Reproduce, word for word, the part of the Rome travel post below, starting at "Friday, July 6, 2012" and ending at "eating the obelisk! Classic!".

## SUPPLIED TEXT
- - - - -

Friday, July 6, 2012

Italy Day 2: Pantheon, Public Squares, Fountains, Time Elevator, and Opera

Day two was all about the public squares, fountains, and lesser churches of Rome. We started by taking a taxi to the Piazza della RotondaThe piazza houses one of the many many obelisks in Rome, so like any tourists, we took advantage of the precious landmarks. 
See? It looks like she's eating the obelisk! Classic!
The "Rotonda" in the title of the piazza refers to the Pantheon, because this piazza is right next to the Pantheon
So the Pantheon is the largest un-reinforced concrete dome in the world. ALSO - it's nearly 1900 years old. It's really very impressive. It was originally a temple to all the gods of ancient Rome, which begs the question: why is it named in Greek? Pan=all theon=gods but in GREEK! If they had wanted to name it in Latin as they should have, they would've called it Omnestheos. Oh well... In the end it became a church like all the rest of the impressive buildings throughout Rome.

- - - - -

## INFORMATION PROVIDED
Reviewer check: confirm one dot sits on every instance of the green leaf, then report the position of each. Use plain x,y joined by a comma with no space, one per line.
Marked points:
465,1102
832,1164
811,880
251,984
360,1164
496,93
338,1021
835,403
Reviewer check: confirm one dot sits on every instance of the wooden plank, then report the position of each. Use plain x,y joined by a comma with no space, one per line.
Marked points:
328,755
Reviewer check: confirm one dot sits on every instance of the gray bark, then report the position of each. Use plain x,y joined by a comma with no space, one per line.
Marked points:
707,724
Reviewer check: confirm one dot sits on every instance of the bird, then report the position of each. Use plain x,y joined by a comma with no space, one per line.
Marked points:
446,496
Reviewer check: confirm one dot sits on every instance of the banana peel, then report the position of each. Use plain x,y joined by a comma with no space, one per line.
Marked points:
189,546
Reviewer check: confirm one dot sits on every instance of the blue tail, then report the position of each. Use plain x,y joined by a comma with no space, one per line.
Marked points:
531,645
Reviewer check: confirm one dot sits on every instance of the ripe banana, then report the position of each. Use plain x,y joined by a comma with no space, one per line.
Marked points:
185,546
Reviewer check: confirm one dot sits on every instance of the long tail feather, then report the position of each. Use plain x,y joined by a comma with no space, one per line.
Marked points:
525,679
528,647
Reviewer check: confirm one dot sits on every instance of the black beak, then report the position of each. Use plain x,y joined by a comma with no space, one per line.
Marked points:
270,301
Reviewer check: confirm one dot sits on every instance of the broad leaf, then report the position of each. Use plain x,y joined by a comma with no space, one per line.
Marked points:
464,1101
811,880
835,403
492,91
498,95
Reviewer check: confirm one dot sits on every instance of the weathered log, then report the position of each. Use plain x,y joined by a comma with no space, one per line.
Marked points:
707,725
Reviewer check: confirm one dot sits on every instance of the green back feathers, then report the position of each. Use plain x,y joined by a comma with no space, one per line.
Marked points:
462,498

- - - - -

## RESPONSE BELOW
Friday, July 6, 2012

Italy Day 2: Pantheon, Public Squares, Fountains, Time Elevator, and Opera

Day two was all about the public squares, fountains, and lesser churches of Rome. We started by taking a taxi to the Piazza della RotondaThe piazza houses one of the many many obelisks in Rome, so like any tourists, we took advantage of the precious landmarks. 
See? It looks like she's eating the obelisk! Classic!